Turn every line of the records below into a numbered list, skipping any blank lines.

Dataset records Start Marker

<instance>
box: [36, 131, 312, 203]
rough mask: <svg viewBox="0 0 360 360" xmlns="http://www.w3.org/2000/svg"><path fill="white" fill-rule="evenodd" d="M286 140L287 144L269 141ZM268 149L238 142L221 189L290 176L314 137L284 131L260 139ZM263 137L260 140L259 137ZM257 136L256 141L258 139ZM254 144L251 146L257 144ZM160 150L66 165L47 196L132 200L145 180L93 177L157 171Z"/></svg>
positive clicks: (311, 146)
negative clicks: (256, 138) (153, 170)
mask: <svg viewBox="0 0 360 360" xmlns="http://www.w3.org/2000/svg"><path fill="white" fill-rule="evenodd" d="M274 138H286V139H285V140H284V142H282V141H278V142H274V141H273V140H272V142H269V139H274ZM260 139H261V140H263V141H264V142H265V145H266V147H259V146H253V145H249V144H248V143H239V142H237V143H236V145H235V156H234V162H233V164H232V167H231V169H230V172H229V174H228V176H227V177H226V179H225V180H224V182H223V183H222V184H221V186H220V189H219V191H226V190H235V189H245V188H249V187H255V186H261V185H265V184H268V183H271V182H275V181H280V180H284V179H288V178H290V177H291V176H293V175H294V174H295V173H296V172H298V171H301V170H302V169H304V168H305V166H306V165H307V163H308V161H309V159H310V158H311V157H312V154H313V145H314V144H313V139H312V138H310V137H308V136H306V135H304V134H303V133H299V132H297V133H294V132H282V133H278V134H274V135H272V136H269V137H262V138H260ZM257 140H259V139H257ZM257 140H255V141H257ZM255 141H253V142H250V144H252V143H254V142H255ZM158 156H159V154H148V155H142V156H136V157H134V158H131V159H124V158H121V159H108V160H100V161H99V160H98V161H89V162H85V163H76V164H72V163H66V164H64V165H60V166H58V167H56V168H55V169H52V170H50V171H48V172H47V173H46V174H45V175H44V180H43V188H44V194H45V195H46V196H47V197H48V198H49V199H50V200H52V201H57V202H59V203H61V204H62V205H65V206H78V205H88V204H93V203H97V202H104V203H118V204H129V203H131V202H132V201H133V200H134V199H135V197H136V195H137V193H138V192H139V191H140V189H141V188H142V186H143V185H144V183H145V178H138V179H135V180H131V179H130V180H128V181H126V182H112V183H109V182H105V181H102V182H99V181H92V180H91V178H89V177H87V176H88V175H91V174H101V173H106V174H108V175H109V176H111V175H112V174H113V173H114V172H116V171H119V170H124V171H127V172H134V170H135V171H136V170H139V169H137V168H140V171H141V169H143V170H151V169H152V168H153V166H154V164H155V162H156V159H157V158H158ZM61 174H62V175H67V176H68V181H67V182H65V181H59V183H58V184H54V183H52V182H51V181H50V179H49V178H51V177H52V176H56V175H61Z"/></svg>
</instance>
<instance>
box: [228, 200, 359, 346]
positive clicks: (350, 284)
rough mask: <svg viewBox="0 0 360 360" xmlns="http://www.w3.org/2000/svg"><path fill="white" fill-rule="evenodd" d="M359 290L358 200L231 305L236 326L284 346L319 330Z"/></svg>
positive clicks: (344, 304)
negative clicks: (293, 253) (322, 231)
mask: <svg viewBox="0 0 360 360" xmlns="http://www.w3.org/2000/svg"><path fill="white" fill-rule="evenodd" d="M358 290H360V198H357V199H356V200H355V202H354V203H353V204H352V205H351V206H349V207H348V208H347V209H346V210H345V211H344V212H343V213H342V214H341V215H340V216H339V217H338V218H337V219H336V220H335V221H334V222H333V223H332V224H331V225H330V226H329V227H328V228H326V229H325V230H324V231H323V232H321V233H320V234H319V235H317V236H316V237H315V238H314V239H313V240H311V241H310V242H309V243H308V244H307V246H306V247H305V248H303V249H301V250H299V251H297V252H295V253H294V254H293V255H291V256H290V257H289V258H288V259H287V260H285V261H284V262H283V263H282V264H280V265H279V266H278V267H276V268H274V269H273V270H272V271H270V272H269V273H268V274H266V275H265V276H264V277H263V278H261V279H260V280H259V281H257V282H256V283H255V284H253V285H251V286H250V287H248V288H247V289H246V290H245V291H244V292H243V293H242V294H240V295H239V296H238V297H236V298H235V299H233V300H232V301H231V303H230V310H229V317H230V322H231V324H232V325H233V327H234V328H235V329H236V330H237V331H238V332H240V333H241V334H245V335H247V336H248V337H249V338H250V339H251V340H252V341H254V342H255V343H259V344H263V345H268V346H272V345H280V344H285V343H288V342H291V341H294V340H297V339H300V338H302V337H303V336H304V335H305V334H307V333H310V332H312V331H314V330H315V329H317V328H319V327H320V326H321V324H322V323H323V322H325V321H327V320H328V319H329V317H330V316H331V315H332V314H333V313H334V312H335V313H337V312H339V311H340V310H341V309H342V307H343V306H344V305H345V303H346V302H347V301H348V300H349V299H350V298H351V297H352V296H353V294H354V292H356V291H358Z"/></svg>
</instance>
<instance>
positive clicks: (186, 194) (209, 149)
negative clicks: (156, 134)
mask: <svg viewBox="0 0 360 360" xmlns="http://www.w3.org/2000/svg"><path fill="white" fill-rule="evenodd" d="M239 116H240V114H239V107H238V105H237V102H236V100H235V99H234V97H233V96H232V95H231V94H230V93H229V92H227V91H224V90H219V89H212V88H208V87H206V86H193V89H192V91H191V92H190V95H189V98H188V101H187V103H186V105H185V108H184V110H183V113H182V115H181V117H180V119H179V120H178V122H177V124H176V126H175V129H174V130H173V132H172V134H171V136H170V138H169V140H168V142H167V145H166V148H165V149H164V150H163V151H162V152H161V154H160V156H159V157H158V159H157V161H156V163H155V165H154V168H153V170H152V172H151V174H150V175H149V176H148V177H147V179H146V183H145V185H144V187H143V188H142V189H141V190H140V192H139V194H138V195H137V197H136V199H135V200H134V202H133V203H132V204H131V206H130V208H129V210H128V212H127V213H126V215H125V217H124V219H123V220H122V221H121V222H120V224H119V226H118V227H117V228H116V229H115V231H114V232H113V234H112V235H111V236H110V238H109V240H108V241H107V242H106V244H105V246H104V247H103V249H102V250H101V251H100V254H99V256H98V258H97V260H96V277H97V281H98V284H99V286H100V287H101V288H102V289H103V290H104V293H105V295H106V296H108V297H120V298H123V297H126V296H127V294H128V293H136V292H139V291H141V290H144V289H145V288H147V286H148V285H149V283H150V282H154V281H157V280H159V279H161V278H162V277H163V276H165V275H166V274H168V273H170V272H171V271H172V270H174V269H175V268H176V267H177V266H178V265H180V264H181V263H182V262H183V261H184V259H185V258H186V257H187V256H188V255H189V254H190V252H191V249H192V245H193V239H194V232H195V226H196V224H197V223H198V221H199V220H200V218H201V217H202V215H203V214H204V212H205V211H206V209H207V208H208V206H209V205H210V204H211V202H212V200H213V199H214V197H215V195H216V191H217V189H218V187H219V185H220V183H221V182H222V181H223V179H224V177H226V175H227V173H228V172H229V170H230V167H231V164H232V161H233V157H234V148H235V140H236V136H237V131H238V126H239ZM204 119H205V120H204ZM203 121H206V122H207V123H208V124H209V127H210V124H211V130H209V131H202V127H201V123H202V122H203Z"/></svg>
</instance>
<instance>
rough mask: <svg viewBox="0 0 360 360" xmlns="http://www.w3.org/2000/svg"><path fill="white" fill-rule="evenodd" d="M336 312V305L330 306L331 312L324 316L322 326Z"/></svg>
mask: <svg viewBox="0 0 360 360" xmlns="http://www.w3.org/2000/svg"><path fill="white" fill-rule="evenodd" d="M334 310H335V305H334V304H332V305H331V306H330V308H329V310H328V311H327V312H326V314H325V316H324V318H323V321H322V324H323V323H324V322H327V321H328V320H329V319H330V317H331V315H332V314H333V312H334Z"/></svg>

Dataset records End Marker

Answer |
1. <instance>
2. box: [36, 131, 312, 203]
3. rough mask: <svg viewBox="0 0 360 360" xmlns="http://www.w3.org/2000/svg"><path fill="white" fill-rule="evenodd" d="M286 140L287 144L269 141ZM268 149L238 142L221 189L290 176L314 137L284 131L260 139ZM263 137L260 140L259 137ZM257 136L256 141L258 139ZM254 144L251 146L257 144ZM160 150L66 165L47 196L132 200L145 180L93 177L157 171Z"/></svg>
4. positive clicks: (311, 146)
5. negative clicks: (256, 138) (153, 170)
6. mask: <svg viewBox="0 0 360 360" xmlns="http://www.w3.org/2000/svg"><path fill="white" fill-rule="evenodd" d="M274 138H286V139H285V140H284V142H282V141H278V142H274V141H273V140H272V142H269V139H274ZM260 139H261V140H263V141H264V142H265V145H266V147H259V146H253V145H249V144H248V143H239V142H237V143H236V145H235V156H234V162H233V164H232V167H231V169H230V172H229V174H228V176H227V177H226V179H225V180H224V182H223V183H222V184H221V186H220V189H219V191H226V190H235V189H245V188H249V187H255V186H261V185H265V184H268V183H271V182H275V181H280V180H284V179H288V178H290V177H291V176H293V175H294V174H295V173H296V172H298V171H301V170H302V169H304V168H305V166H306V165H307V163H308V161H309V159H310V158H311V157H312V154H313V145H314V144H313V139H312V138H310V137H308V136H306V135H304V134H303V133H299V132H297V133H294V132H282V133H278V134H274V135H272V136H269V137H262V138H260ZM257 140H259V139H257ZM257 140H255V141H257ZM255 141H253V142H250V144H252V143H254V142H255ZM158 156H159V154H148V155H142V156H136V157H134V158H131V159H124V158H121V159H108V160H100V161H99V160H98V161H89V162H85V163H76V164H72V163H66V164H64V165H60V166H58V167H56V168H55V169H52V170H50V171H48V172H47V173H46V174H45V175H44V180H43V188H44V194H45V195H46V196H47V197H48V198H49V199H50V200H52V201H57V202H59V203H61V204H62V205H65V206H78V205H88V204H93V203H97V202H104V203H118V204H129V203H131V202H132V201H133V200H134V199H135V197H136V195H137V193H138V192H139V191H140V189H141V188H142V186H143V185H144V183H145V178H138V179H135V180H131V179H130V180H128V181H126V182H112V183H109V182H105V181H102V182H99V181H92V180H91V178H89V177H87V176H88V175H91V174H101V173H106V174H108V175H109V176H111V175H112V174H113V173H114V172H116V171H119V170H124V171H127V172H134V170H135V171H136V170H139V169H137V168H140V171H141V169H143V170H151V169H152V168H153V166H154V164H155V162H156V159H157V158H158ZM61 174H62V175H67V176H68V181H67V182H65V181H59V183H58V184H54V183H52V182H51V181H50V179H49V178H51V177H52V176H56V175H61Z"/></svg>
7. </instance>
8. <instance>
9. box: [228, 200, 359, 346]
10. positive clicks: (350, 284)
11. rough mask: <svg viewBox="0 0 360 360" xmlns="http://www.w3.org/2000/svg"><path fill="white" fill-rule="evenodd" d="M359 290L358 200L231 305L236 326L284 346L319 330Z"/></svg>
12. positive clicks: (344, 304)
13. negative clicks: (293, 253) (322, 231)
14. mask: <svg viewBox="0 0 360 360" xmlns="http://www.w3.org/2000/svg"><path fill="white" fill-rule="evenodd" d="M358 290H360V198H357V199H356V200H355V202H354V203H353V204H352V205H351V206H349V207H348V208H347V209H346V210H345V211H344V212H343V213H342V214H341V215H340V216H339V217H338V218H337V219H336V220H335V221H334V222H333V223H332V224H331V225H330V226H329V227H328V228H326V229H325V230H324V231H323V232H321V233H320V234H319V235H317V236H316V237H315V238H314V239H313V240H311V241H310V242H309V243H308V244H307V246H306V247H305V248H303V249H301V250H299V251H297V252H295V253H294V254H293V255H291V256H290V257H289V258H288V259H287V260H285V261H284V262H283V263H282V264H280V265H279V266H278V267H276V268H274V269H273V270H272V271H270V272H269V273H268V274H266V275H265V276H264V277H263V278H261V279H260V280H259V281H257V282H256V283H255V284H253V285H251V286H250V287H248V288H247V289H246V290H245V291H244V292H243V293H242V294H240V295H239V296H238V297H236V298H235V299H233V300H232V301H231V303H230V310H229V317H230V322H231V324H232V325H233V327H234V328H235V329H236V330H237V331H238V332H240V333H241V334H245V335H247V336H248V337H249V338H250V339H251V340H252V341H254V342H255V343H259V344H263V345H268V346H272V345H280V344H285V343H288V342H291V341H294V340H297V339H300V338H302V337H303V336H304V335H305V334H307V333H310V332H312V331H314V330H315V329H317V328H319V327H320V326H321V324H322V323H323V322H325V321H327V320H328V319H329V317H330V316H331V315H332V314H333V313H334V312H335V313H337V312H339V311H340V310H341V309H342V307H343V306H344V305H345V303H346V302H347V301H348V300H349V299H350V298H351V297H352V296H353V294H354V292H356V291H358Z"/></svg>
15. </instance>
16. <instance>
17. positive clicks: (186, 194) (209, 149)
18. negative clicks: (156, 134)
19. mask: <svg viewBox="0 0 360 360" xmlns="http://www.w3.org/2000/svg"><path fill="white" fill-rule="evenodd" d="M239 116H240V114H239V107H238V105H237V102H236V100H235V99H234V97H233V96H232V95H231V94H230V93H229V92H227V91H224V90H219V89H212V88H208V87H206V86H193V89H192V91H191V92H190V95H189V98H188V101H187V103H186V105H185V108H184V110H183V113H182V115H181V117H180V119H179V120H178V122H177V124H176V126H175V129H174V130H173V132H172V134H171V136H170V138H169V140H168V142H167V145H166V148H165V149H164V150H163V151H162V152H161V154H160V156H159V157H158V159H157V161H156V163H155V165H154V168H153V170H152V172H151V174H150V175H149V176H148V177H147V179H146V183H145V185H144V187H143V188H142V189H141V190H140V192H139V194H138V195H137V197H136V199H135V200H134V202H133V203H132V204H131V206H130V208H129V210H128V212H127V213H126V215H125V217H124V219H123V220H122V221H121V222H120V224H119V226H118V227H117V228H116V229H115V231H114V232H113V234H112V235H111V236H110V238H109V240H108V241H107V242H106V244H105V246H104V247H103V249H102V250H101V251H100V254H99V256H98V258H97V260H96V277H97V281H98V284H99V286H100V287H101V288H102V289H103V290H104V293H105V295H106V296H108V297H120V298H123V297H126V296H127V294H128V293H136V292H139V291H141V290H144V289H145V288H147V286H148V285H149V283H150V282H154V281H157V280H159V279H161V278H162V277H163V276H165V275H166V274H168V273H170V272H171V271H172V270H174V269H175V268H176V267H177V266H178V265H180V264H181V263H182V262H183V261H184V259H185V258H186V257H187V256H188V255H189V254H190V252H191V249H192V245H193V239H194V232H195V226H196V224H197V223H198V221H199V220H200V218H201V217H202V215H203V214H204V212H205V211H206V209H207V208H208V206H209V205H210V204H211V202H212V200H213V199H214V197H215V195H216V191H217V189H218V187H219V185H220V183H221V182H222V181H223V179H224V177H226V175H227V173H228V172H229V170H230V167H231V164H232V161H233V157H234V148H235V140H236V136H237V131H238V126H239ZM204 119H205V120H204ZM203 121H206V122H207V123H208V124H209V127H210V124H211V130H209V131H202V127H201V123H202V122H203Z"/></svg>
20. </instance>
21. <instance>
22. rough mask: <svg viewBox="0 0 360 360" xmlns="http://www.w3.org/2000/svg"><path fill="white" fill-rule="evenodd" d="M336 312V305L330 306L331 312L324 316L322 326Z"/></svg>
23. mask: <svg viewBox="0 0 360 360" xmlns="http://www.w3.org/2000/svg"><path fill="white" fill-rule="evenodd" d="M334 310H335V305H334V304H332V305H331V306H330V308H329V310H328V311H327V312H326V314H325V316H324V318H323V321H322V324H323V323H324V322H327V321H328V320H329V319H330V317H331V315H332V314H333V312H334Z"/></svg>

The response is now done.